3Les aphorismes poétiques « Rrose Sélavy » ont leur origine dans des poèmes-jeux de mots publiés deux mois avant la parution des « Rrose Sélavy » de Desnos par Marcel Duchamp dans le numéro 5 de Littérature. Les poèmes de Duchamp ont été éparpillés tout le long du numéro, daté du 1e octobre 1922. Duchamp utilise le nom « Rrose Sélavy » pour signer les poèmes, son pseudonyme préféré de l’époque : « Ce n’était pas pour changer mon identité mais pour en avoir deux », a-t-il expliqué dans une interview1. Il habitait New York quand ces poèmes ont paru. Quand Desnos a publié ses propres versions dans le même style et dans le même journal, deux mois plus tard, il a adopté la signature travestie de Duchamp comme titre, en hommage.

4À la différence de la présentation éparpillée des poèmes de Duchamp, ceux de Desnos sont groupés sous leur titre collectif, « Rrose Sélavy ». Dans son essai laudatif écrit en guise d’introduction, « Les Mots sans rides », Breton pose la question :

Qui dicte à Desnos endormi les phrases qu’on a pu lire dans Littérature et dont Rrose Sélavy est aussi l’héroïne ; le cerveau de Desnos est-il uni comme il le prétend à celui de Duchamp, au point que Rrose Sélavy ne lui parle que si Duchamp a les yeux ouverts ?

5Breton conclut son essai par la formule qui semble donner la clé de ces poèmes : « Les mots font l’amour2. »

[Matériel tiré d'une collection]
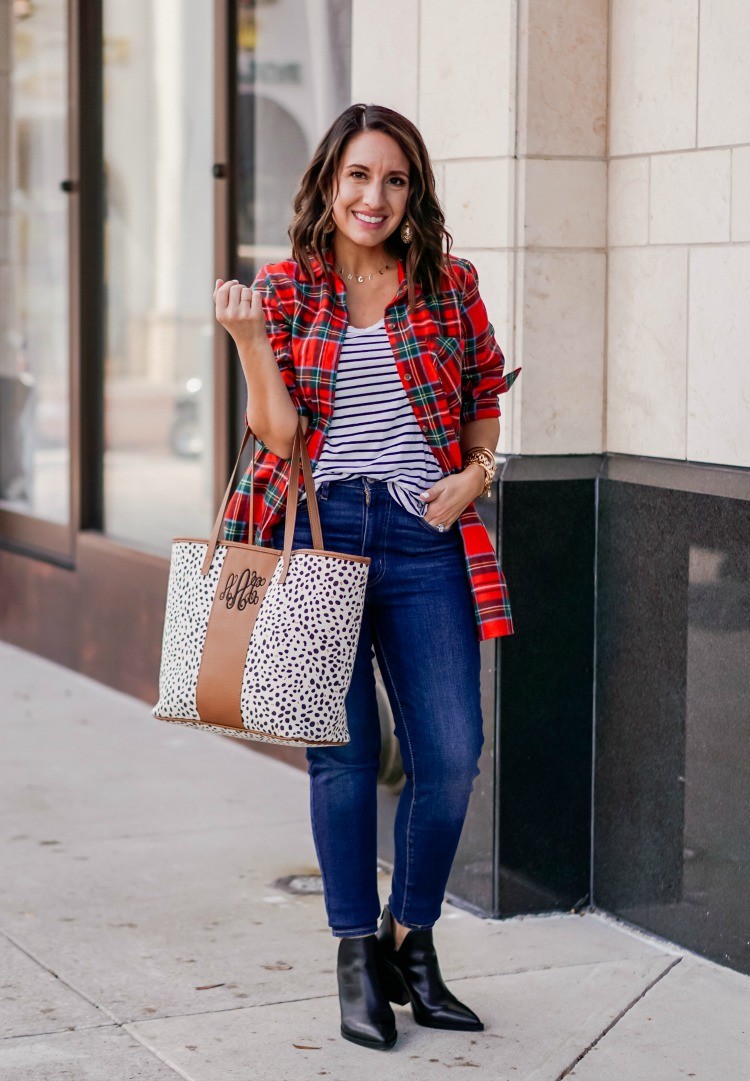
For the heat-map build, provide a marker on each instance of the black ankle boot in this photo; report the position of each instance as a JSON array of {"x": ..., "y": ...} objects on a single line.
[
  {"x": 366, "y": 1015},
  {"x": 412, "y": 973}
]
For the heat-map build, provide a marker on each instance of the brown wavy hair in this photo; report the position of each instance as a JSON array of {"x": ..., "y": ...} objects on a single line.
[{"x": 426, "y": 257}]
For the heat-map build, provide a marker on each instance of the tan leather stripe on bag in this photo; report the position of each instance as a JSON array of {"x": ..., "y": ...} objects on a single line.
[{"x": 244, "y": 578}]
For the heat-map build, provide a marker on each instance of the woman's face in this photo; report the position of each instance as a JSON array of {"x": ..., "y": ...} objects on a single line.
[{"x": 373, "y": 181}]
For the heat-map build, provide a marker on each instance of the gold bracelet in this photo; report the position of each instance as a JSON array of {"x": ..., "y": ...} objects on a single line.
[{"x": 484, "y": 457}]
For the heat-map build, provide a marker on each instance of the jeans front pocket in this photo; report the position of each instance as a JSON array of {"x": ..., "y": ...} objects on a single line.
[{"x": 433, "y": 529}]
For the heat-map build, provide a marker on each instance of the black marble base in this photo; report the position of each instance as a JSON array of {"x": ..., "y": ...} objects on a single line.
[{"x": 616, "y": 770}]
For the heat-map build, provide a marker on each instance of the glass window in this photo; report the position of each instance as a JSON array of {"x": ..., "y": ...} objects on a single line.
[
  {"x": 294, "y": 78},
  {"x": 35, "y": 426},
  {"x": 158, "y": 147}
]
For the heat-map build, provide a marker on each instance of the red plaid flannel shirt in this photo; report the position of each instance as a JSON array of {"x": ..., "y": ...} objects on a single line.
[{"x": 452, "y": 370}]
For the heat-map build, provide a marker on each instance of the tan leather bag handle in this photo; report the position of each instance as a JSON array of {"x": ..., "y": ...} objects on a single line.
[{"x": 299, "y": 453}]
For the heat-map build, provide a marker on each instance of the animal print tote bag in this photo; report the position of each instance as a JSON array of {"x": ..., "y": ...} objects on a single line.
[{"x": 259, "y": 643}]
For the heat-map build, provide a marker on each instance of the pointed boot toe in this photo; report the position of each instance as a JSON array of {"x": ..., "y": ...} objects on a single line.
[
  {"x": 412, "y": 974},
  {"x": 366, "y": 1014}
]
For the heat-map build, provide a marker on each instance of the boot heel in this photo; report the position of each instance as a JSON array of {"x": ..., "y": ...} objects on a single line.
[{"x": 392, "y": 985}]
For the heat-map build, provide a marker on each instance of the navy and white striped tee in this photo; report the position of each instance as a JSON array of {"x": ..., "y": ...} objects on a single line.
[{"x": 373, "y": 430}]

**Exercices à traiter:**
**a.** Relevez tous les titres de publications (revue, recueil, essai) cités dans le passage sur Rrose Sélavy.
**b.** Prolongez le passage sur Rrose Sélavy après sa dernière phrase.

**Réponses par exercice:**
**a.** Littérature ; « Rrose Sélavy » ; « Les Mots sans rides »

**b.**
6Le nom Rrose Sélavy signale toujours au moins deux identités à la fois — le nom d’un personnage et une phrase grammaticale, éros, c’est la vie. Le personnage féminin inventé par Duchamp femme et homme, homme et femme reste tout à fait reconnaissable comme Duchamp sur la photographie de Man Ray (1920-21). Son déguisement en femme ne cache aucunement son identité masculine. C’est la photographie d’un homme travesti en femme et non pas une photographie d’un homme qui réussit à se faire passer pour une femme. À chaque fois, chaque élément se trouve visible dans l’autre, tel une illusion ou anamorphose visuelle où les deux éléments co-existent pour créer un tout qui dépasse les parties dont il est composé. Les poèmes « Rrose Sélavy », par conséquent, sont marqués d’une double vie, dès le début —nom et phrase, homme et femme, femme et homme — la poésie et son double à l’envers, c’est-à-dire qu’il y a d’abord l’être humain travesti, signataire de poèmes et d’œuvres d’art, pour Duchamp, et, par la suite, pour Desnos, l’essence de la poésie que le personnage incarne. En outre, une fois que Desnos s’est approprié l’idée du personnage travesti comme titre des poèmes qui l’ont rendu célèbre dans le cercle surréaliste, et une fois qu’il a réussi à séparer le personnage de Duchamp pour en faire un double pour lui-même, il l’a transformé en une incarnation, non pas pour avoir « deux identités » comme Duchamp le souhaitait, mais pour créer une incarnation de la poésie. Avec son appropriation par Desnos, Rrose Sélavy se dédouble donc encore une fois et devient aussi propre à Desnos qu’elle était propre à Duchamp.

7Les « Rrose Sélavy » de Desnos ont débuté chez Breton en septembre 1922, quand le groupe d’amis qui vont devenir les surréalistes ont expérimenté l’automatisme dans la période maintenant connue comme « l’époque des sommeils ». René Crevel et Desnos ont été les premiers à parler « endormis », plongés chacun dans un sommeil hypnotique. Dans les Entretiens à la radio avec André Parinaud en 1950, Breton a décrit cette période expérimentale, dans laquelle Desnos a joué un rôle central :

Nul comme lui n’aura foncé tête baissée dans toutes les voies du merveilleux… […] Tous ceux qui ont assisté aux plongées journalières de Desnos dans ce qui était vraiment l’inconnu ont été emportés eux aussi dans une sorte de vertige ; tous ont été suspendus à ce qu’il pouvait dire, à ce qu’il pouvait tracer fébrilement sur le papier. Je pense, en particulier, à ces ‘jeux de mots’, d’un type lyrique tout à fait inédit, qu’il fut longtemps en mesure de faire se succéder à un rythme tenant du prodige. Ces jeux de mots, qui se donnaient pour le produit d’une communication télépathique avec Marcel Duchamp, alors à New York, Desnos les a réunis dans Corps et biens sous le titre : « Rrose Sélavy »3.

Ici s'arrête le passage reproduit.